> **Text block**
::::::::

I’m an optimist for trade despite the idiocies of politicians

21 April 2018

9:00 AM

21 April 2018

9:00 AM

I’m proud to be a member of the 661-year-old Company of Merchant Adventurers of the City of York, having qualified on the strength of a first career spent trying to sell British financial services around the globe from Hokkaido to Gdansk. Before our annual feast last week we prayed optimistically for the discovery of ‘a better world’ from which we might bring back treasure, spiritual and material — and I couldn’t help thinking that UK trade prospects are a lot less straightforward today than they were in 1357, when the known world was eager to buy woollen cloth from English mercers as often as their little ships could cross the choppy North Sea. It was at another dinner with policy boffins and business folk a few days earlier that I was reminded just how little we should realistically expect after Brexit by way of help from Europe, America and the rest of the world.

The gist of it was this. Brussels is good at only one thing, which is the expansion of its regulatory dominion. To imagine its leaders might bend to allow the UK partial market access without full compliance, as a kind of farewell gift, was always delusional — and the lack of clarity in UK negotiating positions so far, driven by discord within Theresa May’s cabinet, makes it all the easier for Michel Barnier to stand his ground until time runs out. As for the Irish border problem — there is no solution, however much fudge is applied, since neither side will accept manned or even camera-monitored customs posts and the UK cannot contemplate a special status for Northern Ireland that effectively leaves it in the EU.

::::::::

> **Dataset**
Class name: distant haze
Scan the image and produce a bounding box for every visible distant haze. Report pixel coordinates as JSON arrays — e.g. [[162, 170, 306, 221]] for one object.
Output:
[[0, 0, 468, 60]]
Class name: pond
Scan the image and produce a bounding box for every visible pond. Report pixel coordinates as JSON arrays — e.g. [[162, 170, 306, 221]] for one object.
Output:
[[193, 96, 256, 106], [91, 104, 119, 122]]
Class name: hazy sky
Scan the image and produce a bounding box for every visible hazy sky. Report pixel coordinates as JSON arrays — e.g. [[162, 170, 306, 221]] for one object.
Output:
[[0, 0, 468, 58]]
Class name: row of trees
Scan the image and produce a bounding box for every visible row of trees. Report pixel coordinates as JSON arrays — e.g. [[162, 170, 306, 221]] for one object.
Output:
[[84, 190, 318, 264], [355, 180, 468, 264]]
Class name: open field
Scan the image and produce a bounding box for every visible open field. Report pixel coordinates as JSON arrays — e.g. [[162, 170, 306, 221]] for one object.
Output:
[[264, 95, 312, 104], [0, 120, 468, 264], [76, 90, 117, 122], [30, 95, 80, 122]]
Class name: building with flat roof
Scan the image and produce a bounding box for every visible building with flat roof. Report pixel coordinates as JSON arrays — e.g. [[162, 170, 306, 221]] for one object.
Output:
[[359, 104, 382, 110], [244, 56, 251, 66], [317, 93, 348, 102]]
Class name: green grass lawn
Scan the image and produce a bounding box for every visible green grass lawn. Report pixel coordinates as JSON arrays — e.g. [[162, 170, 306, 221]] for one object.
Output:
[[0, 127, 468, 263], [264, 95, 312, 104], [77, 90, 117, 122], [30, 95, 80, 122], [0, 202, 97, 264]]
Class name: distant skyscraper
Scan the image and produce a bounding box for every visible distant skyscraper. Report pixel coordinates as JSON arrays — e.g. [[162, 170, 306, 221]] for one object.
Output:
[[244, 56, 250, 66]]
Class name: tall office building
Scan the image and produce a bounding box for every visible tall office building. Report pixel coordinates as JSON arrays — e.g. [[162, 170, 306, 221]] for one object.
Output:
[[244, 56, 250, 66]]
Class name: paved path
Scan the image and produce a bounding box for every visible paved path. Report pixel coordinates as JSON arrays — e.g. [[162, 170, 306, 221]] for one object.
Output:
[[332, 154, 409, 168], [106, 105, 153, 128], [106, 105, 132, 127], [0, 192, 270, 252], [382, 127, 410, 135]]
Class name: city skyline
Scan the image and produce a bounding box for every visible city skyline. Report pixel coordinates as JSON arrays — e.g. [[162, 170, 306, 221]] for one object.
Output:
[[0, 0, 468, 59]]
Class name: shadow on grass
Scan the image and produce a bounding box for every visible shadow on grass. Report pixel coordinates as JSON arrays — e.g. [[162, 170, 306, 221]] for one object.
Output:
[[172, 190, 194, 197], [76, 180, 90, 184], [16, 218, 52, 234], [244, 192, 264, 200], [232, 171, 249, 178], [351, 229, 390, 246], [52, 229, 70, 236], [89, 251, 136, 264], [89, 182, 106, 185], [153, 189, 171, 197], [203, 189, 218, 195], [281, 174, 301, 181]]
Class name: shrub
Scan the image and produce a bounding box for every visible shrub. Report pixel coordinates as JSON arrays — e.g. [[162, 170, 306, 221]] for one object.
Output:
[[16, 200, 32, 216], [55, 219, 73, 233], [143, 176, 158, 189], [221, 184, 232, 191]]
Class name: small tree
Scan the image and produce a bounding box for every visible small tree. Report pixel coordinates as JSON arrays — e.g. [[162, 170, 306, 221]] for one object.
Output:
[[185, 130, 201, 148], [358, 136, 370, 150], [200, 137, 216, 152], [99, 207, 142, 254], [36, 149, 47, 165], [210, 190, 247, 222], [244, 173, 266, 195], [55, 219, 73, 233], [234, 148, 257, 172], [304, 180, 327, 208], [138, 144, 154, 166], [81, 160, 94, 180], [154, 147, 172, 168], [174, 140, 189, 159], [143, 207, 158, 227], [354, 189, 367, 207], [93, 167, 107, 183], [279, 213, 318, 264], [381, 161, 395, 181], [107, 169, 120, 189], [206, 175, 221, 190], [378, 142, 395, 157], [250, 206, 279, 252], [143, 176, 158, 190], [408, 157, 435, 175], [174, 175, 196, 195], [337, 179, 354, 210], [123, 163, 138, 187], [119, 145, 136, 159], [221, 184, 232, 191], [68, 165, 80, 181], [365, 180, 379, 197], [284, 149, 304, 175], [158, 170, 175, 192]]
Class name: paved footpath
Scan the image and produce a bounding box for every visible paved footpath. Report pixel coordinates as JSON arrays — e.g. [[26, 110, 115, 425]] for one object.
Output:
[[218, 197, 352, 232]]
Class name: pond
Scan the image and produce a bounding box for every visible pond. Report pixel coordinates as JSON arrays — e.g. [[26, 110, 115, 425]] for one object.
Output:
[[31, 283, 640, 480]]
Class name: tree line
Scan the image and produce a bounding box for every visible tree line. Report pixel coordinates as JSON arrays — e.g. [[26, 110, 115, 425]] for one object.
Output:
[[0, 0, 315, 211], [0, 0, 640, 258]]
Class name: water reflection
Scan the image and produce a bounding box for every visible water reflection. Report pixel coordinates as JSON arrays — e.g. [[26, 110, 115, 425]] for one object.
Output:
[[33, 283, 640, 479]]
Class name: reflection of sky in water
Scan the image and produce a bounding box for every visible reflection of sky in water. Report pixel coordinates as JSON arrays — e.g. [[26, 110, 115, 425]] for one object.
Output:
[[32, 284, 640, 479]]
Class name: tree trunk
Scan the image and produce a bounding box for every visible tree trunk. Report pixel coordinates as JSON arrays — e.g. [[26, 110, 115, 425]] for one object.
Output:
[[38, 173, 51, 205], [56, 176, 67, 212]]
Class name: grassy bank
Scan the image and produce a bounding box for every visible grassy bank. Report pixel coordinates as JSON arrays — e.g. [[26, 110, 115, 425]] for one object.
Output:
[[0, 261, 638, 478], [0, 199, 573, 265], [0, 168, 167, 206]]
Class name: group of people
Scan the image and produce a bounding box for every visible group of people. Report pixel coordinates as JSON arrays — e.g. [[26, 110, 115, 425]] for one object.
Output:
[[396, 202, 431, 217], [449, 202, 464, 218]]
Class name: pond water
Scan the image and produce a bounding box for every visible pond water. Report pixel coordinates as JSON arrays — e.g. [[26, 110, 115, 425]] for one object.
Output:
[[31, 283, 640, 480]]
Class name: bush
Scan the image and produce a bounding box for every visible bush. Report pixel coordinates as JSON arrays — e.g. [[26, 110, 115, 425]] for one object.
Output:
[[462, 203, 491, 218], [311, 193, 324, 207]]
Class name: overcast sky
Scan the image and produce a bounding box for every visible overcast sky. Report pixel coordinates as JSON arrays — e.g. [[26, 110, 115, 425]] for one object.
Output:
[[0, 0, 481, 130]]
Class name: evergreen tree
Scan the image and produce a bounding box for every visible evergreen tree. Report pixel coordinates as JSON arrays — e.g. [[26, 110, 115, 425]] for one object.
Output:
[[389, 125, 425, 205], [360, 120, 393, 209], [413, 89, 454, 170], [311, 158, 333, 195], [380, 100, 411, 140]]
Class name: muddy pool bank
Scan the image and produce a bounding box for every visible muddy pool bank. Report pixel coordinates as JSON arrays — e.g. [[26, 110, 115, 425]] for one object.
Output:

::::::::

> **Job**
Repeat, word for word, the part of the trade column that opens with the words containing "I’m proud to" and closes with "of the world.". These rows were drawn from a separate source.

> **Exercise result**
I’m proud to be a member of the 661-year-old Company of Merchant Adventurers of the City of York, having qualified on the strength of a first career spent trying to sell British financial services around the globe from Hokkaido to Gdansk. Before our annual feast last week we prayed optimistically for the discovery of ‘a better world’ from which we might bring back treasure, spiritual and material — and I couldn’t help thinking that UK trade prospects are a lot less straightforward today than they were in 1357, when the known world was eager to buy woollen cloth from English mercers as often as their little ships could cross the choppy North Sea. It was at another dinner with policy boffins and business folk a few days earlier that I was reminded just how little we should realistically expect after Brexit by way of help from Europe, America and the rest of the world.